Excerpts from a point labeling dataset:
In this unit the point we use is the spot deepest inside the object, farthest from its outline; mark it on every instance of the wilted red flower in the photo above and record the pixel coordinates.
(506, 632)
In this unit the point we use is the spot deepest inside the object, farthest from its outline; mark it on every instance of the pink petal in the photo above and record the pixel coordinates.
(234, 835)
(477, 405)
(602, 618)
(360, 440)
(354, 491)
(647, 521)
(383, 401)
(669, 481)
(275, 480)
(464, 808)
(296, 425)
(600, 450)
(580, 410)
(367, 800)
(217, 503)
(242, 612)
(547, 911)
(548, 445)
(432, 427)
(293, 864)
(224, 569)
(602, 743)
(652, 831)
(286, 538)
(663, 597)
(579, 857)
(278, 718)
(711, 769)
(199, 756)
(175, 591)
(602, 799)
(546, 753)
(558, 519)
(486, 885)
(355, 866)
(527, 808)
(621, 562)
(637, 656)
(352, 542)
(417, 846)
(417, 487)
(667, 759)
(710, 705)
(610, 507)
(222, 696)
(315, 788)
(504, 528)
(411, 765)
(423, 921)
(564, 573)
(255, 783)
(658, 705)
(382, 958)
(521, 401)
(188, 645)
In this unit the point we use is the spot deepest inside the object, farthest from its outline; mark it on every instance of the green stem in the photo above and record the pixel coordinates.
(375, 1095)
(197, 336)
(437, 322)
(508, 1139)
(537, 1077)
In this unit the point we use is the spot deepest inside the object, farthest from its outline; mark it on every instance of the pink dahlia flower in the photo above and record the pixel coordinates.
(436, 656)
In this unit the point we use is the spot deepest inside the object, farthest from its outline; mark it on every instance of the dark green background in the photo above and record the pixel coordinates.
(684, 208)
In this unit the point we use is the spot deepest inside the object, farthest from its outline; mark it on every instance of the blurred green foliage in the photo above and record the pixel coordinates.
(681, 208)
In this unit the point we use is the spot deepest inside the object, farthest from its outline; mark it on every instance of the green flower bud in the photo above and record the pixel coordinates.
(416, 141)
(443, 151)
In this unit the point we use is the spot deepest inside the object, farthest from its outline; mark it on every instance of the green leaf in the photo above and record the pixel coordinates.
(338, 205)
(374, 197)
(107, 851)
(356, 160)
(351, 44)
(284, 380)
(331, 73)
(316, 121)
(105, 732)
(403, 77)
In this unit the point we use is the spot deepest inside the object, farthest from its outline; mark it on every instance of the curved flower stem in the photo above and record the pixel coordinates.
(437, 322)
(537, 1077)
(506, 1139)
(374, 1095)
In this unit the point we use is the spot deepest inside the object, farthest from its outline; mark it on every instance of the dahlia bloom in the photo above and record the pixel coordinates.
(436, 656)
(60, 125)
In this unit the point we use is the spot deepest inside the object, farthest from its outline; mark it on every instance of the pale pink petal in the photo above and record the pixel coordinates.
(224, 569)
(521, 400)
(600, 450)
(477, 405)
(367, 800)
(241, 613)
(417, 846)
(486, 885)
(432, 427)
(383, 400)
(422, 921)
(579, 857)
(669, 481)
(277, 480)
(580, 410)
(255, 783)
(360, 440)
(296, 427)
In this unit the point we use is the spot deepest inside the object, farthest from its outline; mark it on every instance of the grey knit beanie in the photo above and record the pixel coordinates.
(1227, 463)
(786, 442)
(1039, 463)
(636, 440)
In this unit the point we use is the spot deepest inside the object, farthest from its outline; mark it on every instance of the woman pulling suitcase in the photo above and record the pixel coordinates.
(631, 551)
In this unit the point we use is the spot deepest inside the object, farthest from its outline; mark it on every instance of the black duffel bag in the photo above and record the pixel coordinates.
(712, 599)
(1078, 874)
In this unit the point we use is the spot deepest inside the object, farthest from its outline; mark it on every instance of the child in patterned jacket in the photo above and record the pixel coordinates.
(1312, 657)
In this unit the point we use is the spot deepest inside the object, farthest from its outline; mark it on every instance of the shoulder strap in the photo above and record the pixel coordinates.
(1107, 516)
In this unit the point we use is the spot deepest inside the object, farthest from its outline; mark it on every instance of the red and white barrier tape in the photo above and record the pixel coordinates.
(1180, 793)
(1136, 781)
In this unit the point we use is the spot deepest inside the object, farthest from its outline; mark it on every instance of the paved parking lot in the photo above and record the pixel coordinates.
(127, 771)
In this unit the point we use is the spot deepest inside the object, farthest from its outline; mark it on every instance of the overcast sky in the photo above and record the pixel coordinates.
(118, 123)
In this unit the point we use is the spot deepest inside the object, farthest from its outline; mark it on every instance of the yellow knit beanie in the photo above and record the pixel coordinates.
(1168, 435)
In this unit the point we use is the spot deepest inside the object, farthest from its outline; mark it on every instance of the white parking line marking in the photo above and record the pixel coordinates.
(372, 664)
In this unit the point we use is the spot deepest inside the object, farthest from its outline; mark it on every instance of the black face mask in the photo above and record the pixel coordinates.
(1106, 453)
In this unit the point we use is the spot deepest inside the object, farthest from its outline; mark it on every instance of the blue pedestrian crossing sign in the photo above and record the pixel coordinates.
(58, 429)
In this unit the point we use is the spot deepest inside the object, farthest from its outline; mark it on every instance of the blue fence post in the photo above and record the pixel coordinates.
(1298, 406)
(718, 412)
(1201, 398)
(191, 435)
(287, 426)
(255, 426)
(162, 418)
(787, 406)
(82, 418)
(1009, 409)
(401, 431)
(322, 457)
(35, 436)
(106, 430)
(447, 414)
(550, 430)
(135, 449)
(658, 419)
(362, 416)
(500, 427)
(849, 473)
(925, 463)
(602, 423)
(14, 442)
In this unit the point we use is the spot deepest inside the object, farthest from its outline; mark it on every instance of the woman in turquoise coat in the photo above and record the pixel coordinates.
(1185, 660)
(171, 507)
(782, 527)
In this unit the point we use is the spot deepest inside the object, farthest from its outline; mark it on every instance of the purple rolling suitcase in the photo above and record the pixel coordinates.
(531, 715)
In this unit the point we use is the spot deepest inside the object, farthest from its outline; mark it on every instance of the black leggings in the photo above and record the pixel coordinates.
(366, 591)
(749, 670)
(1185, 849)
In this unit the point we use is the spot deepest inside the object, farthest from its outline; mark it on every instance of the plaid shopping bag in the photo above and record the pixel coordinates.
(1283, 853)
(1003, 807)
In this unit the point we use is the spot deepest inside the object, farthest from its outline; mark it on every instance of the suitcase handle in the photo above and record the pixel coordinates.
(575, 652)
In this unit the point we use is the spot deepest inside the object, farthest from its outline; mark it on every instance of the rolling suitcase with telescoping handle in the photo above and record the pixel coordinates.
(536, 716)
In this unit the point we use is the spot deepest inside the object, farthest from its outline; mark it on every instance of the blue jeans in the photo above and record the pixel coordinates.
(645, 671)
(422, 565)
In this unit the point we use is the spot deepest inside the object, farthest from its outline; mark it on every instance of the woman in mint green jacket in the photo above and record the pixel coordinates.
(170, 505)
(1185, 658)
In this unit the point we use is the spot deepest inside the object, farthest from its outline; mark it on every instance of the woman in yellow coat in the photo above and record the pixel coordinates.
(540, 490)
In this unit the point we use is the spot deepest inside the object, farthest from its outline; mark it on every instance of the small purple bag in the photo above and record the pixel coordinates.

Exercise requirements →
Please copy the lines above without any changes, starting at the line that contains "the woman pulling" and stopping after the line that contains "(1107, 516)".

Response to this task →
In this unit the point we use is the spot deepest inside the object, farthest from its outline; mark it on every instance of the woman pulling suitcase in the photo above and record the pixel coordinates.
(631, 551)
In this unit the point we use is the spot deepest inside the object, farthest from its outline; mark it on every instance of the black duffel bag in the photo above and record the pixel coordinates.
(712, 599)
(1078, 874)
In this unit the point we use is the spot deepest inside the object, farthest from its outline; mark it on every instance of the child in patterned jacket in the photo above and record the pixel coordinates.
(1312, 657)
In this unit the point we use is the spot deepest inside the object, farthest from its outline; mark it on every instance of the shoulder strap in the photo above and record the pixel coordinates.
(1107, 516)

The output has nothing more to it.